* **Information shown**
════

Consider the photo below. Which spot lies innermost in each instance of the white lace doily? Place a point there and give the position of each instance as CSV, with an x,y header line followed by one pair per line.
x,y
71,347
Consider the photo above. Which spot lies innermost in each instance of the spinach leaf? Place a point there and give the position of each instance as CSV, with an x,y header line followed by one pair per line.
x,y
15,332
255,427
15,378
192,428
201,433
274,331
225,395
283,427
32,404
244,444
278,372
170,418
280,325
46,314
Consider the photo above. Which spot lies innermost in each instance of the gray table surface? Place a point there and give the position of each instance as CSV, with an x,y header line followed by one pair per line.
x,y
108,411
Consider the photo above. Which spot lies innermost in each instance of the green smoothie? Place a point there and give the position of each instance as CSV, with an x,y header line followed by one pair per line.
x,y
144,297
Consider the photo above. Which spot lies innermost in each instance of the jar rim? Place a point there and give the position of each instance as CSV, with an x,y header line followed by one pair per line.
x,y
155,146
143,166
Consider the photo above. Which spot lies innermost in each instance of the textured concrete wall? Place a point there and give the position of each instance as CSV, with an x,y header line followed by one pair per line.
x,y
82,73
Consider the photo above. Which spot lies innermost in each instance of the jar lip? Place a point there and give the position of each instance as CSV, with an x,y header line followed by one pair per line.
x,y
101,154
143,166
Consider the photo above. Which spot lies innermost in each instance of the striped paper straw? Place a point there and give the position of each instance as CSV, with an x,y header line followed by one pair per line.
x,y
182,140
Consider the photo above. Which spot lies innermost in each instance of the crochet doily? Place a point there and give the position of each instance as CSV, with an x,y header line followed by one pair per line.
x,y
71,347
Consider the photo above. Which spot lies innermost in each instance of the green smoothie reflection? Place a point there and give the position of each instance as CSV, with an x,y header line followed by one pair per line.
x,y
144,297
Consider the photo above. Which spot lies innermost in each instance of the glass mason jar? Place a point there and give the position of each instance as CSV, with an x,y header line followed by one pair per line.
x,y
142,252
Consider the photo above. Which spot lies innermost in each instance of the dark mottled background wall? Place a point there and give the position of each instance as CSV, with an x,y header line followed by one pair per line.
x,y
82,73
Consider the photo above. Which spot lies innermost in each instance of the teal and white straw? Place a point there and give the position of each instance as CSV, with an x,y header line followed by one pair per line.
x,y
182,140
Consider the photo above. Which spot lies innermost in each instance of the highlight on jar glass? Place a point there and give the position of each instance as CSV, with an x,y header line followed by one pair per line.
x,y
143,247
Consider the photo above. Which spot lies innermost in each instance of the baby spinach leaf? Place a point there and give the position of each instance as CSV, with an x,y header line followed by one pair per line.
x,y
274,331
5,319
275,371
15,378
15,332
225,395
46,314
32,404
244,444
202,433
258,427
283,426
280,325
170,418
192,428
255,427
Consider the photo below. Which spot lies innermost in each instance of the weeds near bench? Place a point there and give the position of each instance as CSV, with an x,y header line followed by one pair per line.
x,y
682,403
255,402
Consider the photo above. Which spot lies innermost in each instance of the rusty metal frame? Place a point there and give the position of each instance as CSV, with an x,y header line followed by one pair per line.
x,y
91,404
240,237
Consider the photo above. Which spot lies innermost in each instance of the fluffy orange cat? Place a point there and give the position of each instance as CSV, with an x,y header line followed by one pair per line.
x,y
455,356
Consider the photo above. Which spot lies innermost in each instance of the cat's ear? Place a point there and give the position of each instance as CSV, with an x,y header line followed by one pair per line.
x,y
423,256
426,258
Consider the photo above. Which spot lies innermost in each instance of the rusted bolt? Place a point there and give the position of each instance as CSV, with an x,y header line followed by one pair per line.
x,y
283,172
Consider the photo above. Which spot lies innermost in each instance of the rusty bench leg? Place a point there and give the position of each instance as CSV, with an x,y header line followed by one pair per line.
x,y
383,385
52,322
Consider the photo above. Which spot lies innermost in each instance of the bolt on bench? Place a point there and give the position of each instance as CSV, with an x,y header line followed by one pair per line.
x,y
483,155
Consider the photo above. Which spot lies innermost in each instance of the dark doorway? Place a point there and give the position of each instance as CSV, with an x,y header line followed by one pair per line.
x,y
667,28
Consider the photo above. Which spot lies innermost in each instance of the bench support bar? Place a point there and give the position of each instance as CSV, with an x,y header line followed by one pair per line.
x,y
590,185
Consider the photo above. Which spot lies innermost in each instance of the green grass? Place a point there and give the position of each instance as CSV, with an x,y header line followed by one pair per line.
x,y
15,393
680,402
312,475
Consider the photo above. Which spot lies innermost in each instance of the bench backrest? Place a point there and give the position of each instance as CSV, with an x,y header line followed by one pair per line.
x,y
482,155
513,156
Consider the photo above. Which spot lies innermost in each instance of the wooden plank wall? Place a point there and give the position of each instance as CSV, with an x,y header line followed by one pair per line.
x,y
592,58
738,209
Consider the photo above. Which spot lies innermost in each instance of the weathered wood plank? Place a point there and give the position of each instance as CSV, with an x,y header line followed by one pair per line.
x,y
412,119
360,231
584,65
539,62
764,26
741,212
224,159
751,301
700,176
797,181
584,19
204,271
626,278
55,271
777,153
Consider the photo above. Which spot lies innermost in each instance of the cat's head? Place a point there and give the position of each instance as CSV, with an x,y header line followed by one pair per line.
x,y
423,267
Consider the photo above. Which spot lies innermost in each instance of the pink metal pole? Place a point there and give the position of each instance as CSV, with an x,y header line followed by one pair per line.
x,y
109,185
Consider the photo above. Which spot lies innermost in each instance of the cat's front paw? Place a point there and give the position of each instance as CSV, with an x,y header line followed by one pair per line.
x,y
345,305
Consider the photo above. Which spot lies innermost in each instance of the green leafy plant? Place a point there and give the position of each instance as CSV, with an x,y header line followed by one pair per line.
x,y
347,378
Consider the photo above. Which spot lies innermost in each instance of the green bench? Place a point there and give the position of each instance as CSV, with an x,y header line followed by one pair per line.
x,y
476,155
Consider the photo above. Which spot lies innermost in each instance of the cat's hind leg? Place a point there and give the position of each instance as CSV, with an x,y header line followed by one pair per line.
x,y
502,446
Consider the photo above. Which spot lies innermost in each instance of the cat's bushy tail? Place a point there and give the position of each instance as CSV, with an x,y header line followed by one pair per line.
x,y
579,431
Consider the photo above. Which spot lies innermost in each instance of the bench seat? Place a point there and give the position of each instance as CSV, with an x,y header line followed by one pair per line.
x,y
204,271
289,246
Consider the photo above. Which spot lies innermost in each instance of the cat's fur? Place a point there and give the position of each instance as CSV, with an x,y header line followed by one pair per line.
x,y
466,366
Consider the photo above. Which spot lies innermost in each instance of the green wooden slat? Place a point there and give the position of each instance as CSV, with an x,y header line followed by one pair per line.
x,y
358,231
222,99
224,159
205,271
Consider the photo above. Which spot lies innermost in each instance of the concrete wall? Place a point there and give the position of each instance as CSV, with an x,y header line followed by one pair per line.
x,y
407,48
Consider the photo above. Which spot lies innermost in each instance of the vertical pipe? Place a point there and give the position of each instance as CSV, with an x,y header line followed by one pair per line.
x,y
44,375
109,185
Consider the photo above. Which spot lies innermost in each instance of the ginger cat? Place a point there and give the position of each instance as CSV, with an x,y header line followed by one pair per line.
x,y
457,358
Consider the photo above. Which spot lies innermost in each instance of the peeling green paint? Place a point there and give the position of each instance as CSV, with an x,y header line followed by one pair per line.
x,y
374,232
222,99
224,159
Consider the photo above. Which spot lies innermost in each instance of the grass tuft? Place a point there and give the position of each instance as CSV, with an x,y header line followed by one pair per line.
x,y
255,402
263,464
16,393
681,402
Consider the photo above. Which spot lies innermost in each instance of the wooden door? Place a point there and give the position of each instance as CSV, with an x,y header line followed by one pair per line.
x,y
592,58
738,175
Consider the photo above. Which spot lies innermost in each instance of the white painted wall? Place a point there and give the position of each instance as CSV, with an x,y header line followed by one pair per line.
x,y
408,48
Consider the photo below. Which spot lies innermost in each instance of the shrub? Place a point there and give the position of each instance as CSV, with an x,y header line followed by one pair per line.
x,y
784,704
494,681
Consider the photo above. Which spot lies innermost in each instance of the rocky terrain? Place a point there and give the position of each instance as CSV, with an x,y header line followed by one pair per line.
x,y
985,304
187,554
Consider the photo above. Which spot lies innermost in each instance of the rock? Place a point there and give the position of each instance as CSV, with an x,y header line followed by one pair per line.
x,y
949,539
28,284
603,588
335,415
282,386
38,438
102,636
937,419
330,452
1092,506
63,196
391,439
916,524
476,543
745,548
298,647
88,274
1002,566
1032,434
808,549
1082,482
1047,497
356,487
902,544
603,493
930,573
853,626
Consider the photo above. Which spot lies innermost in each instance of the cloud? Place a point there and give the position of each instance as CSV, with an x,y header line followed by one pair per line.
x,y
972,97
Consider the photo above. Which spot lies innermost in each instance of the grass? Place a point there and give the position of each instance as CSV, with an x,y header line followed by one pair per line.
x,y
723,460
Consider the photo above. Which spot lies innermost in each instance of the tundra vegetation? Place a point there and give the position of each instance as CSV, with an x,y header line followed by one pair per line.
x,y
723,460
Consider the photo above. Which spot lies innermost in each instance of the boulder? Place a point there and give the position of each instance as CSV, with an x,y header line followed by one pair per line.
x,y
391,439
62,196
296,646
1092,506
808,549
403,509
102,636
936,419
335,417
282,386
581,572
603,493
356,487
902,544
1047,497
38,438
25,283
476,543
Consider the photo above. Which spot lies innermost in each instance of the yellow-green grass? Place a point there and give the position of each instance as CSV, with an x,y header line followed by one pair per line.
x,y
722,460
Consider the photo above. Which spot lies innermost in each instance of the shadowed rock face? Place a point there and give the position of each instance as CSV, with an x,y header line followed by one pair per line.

════

* **Your goal**
Beginning with the line that holds "of the yellow-green", please give again each line exactly until the records end, and include that final line.

* **Solution for this task**
Consider the photo above. Which spot lies innermost in each instance of the yellow-green grass? Place a point there and give the position of each instance as CSV, with an x,y header line followed by one pair per line.
x,y
722,460
Consider the photo above. Which spot lies innermost in each instance of the shadowed rock face? Place a point there and give the position of each instance as CSV, with an x,y header line followed by one pair per line.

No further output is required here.